REQUIREMENT
Every line from the line containing "Where can the crane" through the final line below must be returned exactly, and no other line.

*** SUPPLIED RECORDS Section Begins ***

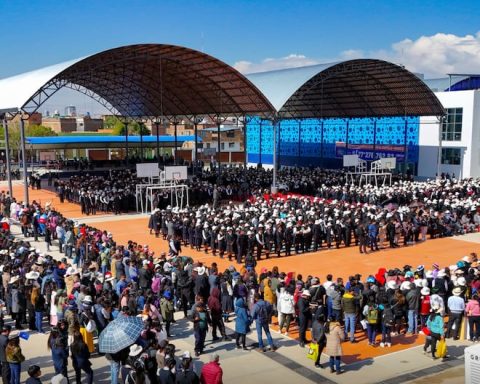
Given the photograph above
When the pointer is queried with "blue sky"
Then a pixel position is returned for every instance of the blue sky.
(244, 33)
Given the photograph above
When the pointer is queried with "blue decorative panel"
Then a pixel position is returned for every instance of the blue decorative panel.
(334, 130)
(304, 142)
(260, 141)
(289, 138)
(360, 131)
(311, 136)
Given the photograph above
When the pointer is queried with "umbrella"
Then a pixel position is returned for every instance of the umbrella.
(120, 333)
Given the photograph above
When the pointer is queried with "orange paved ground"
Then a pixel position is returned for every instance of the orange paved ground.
(342, 262)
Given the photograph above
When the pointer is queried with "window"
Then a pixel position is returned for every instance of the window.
(452, 125)
(451, 156)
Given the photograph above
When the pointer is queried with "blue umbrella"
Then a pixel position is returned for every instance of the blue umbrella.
(120, 333)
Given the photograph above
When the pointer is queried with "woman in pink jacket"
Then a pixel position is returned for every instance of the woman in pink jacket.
(472, 310)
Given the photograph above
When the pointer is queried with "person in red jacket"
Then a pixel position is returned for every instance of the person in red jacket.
(211, 372)
(424, 306)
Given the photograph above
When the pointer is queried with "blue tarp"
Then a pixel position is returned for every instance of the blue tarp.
(105, 139)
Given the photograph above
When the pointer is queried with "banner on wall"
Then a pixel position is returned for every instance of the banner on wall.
(367, 152)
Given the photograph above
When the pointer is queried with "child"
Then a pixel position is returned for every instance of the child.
(34, 372)
(201, 319)
(15, 358)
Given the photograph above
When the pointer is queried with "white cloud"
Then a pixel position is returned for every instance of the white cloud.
(438, 54)
(434, 56)
(291, 61)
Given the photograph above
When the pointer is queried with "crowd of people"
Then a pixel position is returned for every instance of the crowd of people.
(101, 280)
(112, 191)
(368, 217)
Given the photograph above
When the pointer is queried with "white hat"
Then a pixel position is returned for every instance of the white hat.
(59, 379)
(32, 275)
(135, 350)
(391, 284)
(457, 291)
(306, 292)
(425, 291)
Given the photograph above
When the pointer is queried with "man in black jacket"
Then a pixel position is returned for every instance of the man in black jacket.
(3, 359)
(144, 276)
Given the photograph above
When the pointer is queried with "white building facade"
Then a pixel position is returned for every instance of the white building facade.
(455, 141)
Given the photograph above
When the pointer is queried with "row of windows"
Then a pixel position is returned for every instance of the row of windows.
(451, 156)
(222, 145)
(452, 125)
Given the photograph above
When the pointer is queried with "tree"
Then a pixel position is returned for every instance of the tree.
(30, 131)
(134, 128)
(39, 131)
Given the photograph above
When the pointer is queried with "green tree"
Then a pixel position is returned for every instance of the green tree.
(134, 128)
(39, 131)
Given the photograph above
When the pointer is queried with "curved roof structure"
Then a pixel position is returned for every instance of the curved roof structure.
(147, 80)
(104, 142)
(155, 80)
(354, 88)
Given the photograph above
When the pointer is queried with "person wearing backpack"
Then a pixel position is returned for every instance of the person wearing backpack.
(370, 311)
(388, 321)
(201, 319)
(318, 334)
(261, 313)
(436, 326)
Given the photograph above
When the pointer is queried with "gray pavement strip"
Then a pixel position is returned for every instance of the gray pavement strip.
(451, 363)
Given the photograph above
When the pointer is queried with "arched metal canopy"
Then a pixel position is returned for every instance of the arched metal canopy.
(362, 88)
(153, 80)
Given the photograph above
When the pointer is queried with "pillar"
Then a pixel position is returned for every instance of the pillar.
(7, 157)
(24, 161)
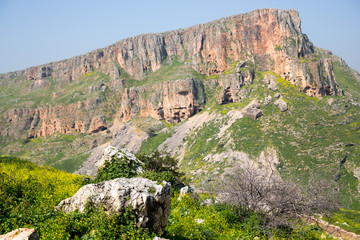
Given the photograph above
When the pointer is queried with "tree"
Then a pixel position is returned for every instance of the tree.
(281, 201)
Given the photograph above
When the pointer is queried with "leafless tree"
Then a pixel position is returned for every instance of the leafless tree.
(262, 190)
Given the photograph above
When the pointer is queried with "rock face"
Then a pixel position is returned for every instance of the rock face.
(151, 202)
(171, 101)
(21, 234)
(264, 40)
(269, 80)
(272, 37)
(46, 121)
(281, 104)
(252, 110)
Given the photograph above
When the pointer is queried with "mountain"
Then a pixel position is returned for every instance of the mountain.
(246, 89)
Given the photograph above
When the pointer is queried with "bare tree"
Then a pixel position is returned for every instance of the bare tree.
(262, 190)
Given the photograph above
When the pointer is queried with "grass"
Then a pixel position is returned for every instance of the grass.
(63, 151)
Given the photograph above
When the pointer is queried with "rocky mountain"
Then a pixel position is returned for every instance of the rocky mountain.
(246, 89)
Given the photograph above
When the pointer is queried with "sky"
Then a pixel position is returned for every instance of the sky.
(35, 32)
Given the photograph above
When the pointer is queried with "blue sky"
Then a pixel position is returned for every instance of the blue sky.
(35, 32)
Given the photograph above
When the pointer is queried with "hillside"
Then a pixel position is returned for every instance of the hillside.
(188, 92)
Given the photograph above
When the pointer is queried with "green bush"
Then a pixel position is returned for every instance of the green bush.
(116, 168)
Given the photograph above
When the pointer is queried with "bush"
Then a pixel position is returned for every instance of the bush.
(160, 167)
(281, 202)
(116, 168)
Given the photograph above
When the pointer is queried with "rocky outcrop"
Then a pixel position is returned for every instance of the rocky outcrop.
(268, 100)
(150, 201)
(231, 84)
(281, 104)
(172, 101)
(264, 40)
(252, 110)
(113, 152)
(271, 38)
(45, 121)
(269, 80)
(21, 234)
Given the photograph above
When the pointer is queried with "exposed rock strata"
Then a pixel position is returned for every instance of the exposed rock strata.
(46, 121)
(171, 101)
(265, 40)
(150, 201)
(252, 110)
(270, 37)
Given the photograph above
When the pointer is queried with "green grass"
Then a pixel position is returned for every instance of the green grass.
(63, 151)
(346, 81)
(29, 194)
(176, 71)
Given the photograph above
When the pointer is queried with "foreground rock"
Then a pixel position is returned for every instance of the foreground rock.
(120, 153)
(252, 110)
(21, 234)
(281, 104)
(150, 201)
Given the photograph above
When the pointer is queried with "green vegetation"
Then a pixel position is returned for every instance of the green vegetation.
(52, 94)
(29, 194)
(62, 151)
(346, 219)
(191, 220)
(175, 71)
(155, 166)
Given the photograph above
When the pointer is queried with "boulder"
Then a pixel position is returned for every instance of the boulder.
(150, 201)
(187, 191)
(21, 234)
(252, 110)
(281, 104)
(111, 151)
(269, 80)
(268, 100)
(207, 202)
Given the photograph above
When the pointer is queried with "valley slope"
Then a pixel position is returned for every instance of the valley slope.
(205, 94)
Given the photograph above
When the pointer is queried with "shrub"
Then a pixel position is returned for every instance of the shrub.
(160, 167)
(116, 168)
(281, 202)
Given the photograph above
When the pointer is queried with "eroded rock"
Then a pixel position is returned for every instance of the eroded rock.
(281, 104)
(252, 110)
(150, 201)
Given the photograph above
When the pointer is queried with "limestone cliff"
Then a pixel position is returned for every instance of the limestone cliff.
(171, 101)
(271, 38)
(264, 40)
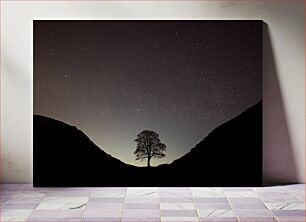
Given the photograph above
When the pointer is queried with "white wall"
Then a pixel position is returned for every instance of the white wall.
(284, 80)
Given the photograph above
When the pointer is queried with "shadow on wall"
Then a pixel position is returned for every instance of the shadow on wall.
(278, 161)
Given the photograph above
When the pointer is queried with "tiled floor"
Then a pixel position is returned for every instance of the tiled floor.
(22, 202)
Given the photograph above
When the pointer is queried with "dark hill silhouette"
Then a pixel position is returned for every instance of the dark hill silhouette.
(231, 155)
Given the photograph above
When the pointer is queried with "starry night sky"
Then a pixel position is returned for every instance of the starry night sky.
(112, 79)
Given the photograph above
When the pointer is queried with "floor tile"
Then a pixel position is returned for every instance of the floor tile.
(213, 205)
(218, 219)
(176, 194)
(244, 200)
(210, 200)
(176, 200)
(255, 213)
(240, 194)
(207, 192)
(141, 206)
(110, 194)
(142, 200)
(91, 205)
(289, 213)
(142, 193)
(177, 206)
(105, 200)
(101, 219)
(14, 214)
(236, 205)
(179, 219)
(216, 213)
(62, 203)
(140, 219)
(142, 213)
(57, 213)
(20, 206)
(179, 213)
(103, 213)
(285, 206)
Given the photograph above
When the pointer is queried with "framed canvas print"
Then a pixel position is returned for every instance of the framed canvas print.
(147, 103)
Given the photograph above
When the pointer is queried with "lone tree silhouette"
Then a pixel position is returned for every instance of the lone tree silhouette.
(149, 146)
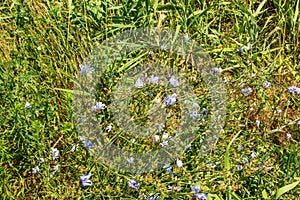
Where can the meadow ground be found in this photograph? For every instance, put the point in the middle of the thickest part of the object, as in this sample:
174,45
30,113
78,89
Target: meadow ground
255,43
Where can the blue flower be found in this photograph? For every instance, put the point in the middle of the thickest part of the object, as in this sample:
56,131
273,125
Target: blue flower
133,184
85,182
171,99
195,188
201,196
266,84
98,106
55,153
27,105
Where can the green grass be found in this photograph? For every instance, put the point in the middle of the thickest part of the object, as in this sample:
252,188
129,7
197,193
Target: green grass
43,43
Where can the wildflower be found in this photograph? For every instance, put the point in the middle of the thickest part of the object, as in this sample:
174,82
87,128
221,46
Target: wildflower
171,99
133,184
74,147
156,138
139,83
164,143
201,196
239,167
240,49
163,47
130,160
35,170
195,188
55,153
153,79
174,81
247,91
250,47
216,70
203,111
165,136
87,144
108,128
257,123
27,105
246,161
179,163
266,84
98,106
211,166
194,114
55,168
186,37
85,68
85,182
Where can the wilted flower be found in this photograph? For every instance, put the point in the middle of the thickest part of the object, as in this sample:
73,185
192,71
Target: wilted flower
179,163
85,182
55,153
174,81
133,184
35,170
27,105
98,106
171,99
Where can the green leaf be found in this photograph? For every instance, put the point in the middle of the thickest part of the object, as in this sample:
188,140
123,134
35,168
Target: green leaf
285,189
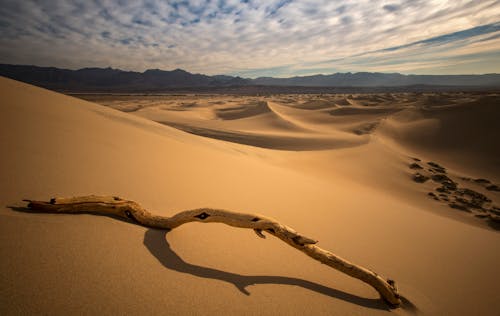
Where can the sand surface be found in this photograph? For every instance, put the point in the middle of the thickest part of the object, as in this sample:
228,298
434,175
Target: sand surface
334,167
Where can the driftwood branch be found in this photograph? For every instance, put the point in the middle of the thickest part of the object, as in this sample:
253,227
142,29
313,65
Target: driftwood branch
131,210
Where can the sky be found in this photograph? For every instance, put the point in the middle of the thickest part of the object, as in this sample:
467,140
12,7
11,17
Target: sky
254,38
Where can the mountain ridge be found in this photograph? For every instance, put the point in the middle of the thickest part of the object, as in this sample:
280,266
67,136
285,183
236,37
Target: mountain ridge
116,80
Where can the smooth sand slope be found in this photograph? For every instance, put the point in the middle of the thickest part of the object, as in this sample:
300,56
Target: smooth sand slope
357,198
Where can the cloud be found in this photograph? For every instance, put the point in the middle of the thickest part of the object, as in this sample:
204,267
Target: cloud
250,38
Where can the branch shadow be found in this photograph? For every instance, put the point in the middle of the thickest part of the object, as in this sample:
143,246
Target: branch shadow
157,244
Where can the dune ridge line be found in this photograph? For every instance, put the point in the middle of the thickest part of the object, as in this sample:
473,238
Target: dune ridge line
130,210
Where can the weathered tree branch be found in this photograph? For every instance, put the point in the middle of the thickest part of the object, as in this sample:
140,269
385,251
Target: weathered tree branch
116,206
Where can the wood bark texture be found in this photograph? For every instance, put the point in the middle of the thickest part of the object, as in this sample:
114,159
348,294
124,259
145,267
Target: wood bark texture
130,210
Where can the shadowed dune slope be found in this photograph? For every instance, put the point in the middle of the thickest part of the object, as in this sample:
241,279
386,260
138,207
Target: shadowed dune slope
463,134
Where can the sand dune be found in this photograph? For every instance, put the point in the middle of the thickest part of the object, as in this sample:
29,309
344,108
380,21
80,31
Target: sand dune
358,200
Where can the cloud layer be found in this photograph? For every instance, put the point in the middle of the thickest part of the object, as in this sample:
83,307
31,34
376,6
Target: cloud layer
255,37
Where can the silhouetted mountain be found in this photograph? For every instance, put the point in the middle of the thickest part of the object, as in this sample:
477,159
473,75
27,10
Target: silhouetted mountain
108,79
370,79
155,80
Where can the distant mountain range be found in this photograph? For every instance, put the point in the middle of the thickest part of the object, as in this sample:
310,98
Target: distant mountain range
155,80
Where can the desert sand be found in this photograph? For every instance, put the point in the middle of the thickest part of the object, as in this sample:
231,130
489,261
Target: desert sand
351,171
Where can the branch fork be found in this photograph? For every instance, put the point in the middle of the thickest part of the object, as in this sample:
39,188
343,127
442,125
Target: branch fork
130,210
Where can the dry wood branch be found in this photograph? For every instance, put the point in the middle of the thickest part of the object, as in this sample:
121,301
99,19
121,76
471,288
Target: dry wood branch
116,206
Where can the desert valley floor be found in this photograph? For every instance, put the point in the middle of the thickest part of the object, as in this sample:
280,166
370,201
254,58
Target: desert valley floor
405,184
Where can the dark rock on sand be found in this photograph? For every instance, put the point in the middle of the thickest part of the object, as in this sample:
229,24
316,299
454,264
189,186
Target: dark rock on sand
415,166
420,178
436,167
458,207
493,187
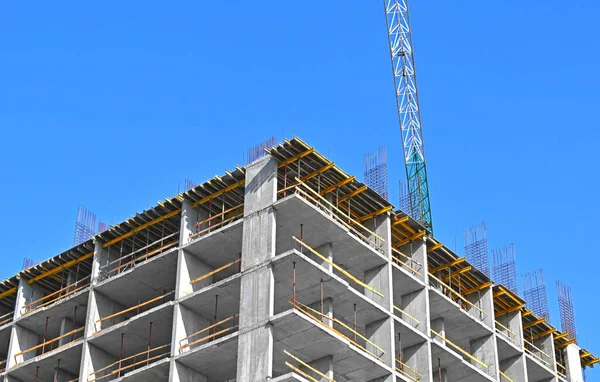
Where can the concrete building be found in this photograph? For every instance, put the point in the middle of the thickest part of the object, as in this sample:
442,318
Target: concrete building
286,270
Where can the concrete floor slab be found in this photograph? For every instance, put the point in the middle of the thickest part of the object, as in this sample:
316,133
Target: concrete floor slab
506,348
536,370
350,252
203,300
156,372
218,247
136,331
461,327
308,290
144,282
36,321
309,341
69,356
216,360
452,361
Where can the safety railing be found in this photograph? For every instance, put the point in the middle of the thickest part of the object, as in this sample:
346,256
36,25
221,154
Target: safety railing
314,315
459,349
472,309
6,318
137,308
505,377
128,261
537,353
48,345
407,371
210,333
127,364
506,332
58,295
337,267
355,227
305,374
216,271
409,263
212,223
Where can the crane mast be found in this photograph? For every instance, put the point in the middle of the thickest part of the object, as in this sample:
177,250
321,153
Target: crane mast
405,81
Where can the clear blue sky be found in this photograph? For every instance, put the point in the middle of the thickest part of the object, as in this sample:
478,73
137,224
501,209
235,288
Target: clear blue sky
112,105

*** SUPPLIED RECORDS Section Ends ***

ANSWER TO THIS EXERCISE
Where can the crane mast be found in this photograph? For every instance, put the point in the middle of the thickest part of the object, as in this sample:
177,250
321,153
Target: crane mast
405,81
Where can the clear blue sky be found in this photograph? For every instance, put the point in the middle of the thickest part of the object, as in this sample:
478,73
137,224
501,209
235,288
Target: clear blue sky
112,105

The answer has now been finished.